■ INPUT ROWS ■
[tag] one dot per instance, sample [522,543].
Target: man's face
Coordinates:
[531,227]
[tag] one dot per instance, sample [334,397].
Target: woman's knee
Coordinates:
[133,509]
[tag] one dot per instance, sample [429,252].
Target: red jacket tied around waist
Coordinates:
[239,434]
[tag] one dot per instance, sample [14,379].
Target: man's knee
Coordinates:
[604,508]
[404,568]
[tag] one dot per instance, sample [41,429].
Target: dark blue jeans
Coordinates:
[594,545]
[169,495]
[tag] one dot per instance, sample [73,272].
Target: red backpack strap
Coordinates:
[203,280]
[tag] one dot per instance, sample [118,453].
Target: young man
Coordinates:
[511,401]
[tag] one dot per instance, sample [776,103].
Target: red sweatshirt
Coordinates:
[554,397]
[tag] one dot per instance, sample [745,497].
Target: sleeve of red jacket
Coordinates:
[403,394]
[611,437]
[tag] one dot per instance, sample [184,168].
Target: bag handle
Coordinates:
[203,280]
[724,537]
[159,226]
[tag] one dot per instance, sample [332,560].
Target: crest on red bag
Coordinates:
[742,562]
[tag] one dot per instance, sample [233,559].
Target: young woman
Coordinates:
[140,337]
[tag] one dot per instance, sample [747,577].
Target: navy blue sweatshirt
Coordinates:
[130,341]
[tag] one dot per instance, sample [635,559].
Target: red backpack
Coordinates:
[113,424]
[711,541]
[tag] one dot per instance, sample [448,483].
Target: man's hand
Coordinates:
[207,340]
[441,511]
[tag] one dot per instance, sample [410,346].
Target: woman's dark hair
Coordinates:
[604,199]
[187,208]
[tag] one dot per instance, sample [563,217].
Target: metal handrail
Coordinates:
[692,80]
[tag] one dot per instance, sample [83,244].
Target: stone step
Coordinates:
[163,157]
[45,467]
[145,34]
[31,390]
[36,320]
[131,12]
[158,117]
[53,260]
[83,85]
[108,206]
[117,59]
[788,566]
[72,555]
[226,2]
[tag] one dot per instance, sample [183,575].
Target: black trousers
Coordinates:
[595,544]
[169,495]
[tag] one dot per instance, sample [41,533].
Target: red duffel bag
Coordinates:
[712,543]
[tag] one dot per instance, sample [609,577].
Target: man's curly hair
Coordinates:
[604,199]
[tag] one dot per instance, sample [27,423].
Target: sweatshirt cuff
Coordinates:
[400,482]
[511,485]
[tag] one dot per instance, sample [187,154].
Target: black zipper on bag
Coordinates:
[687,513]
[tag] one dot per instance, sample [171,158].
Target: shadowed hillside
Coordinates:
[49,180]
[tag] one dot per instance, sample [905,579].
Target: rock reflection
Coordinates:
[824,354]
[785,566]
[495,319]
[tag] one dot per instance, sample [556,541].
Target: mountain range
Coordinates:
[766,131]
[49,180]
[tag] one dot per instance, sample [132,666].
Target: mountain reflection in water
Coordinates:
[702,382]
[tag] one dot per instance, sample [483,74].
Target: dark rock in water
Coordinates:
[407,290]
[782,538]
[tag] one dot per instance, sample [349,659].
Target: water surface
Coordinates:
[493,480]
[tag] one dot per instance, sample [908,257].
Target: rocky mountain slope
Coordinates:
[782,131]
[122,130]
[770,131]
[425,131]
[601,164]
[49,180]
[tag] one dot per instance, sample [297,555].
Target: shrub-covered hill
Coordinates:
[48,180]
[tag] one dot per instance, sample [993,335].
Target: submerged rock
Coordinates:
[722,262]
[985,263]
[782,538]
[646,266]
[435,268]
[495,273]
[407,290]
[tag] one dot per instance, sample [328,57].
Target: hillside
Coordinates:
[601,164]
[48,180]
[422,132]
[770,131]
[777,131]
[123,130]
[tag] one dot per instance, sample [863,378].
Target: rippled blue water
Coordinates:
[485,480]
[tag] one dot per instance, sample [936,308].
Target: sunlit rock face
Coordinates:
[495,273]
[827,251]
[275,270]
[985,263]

■ WHAT TO PRODUCE ■
Please rewrite the stretch of the records above, from the line containing "[tag] one dot per instance, sample [936,308]." through the end of the records, as a JSON list of strings with one string per line and blank lines left out.

■ SOLUTION TO THIS EXERCISE ■
[
  "[tag] one dot per instance, sample [936,308].",
  "Target: sunlit rock face",
  "Coordinates:",
  "[495,273]",
  "[827,251]",
  "[275,270]",
  "[985,263]"
]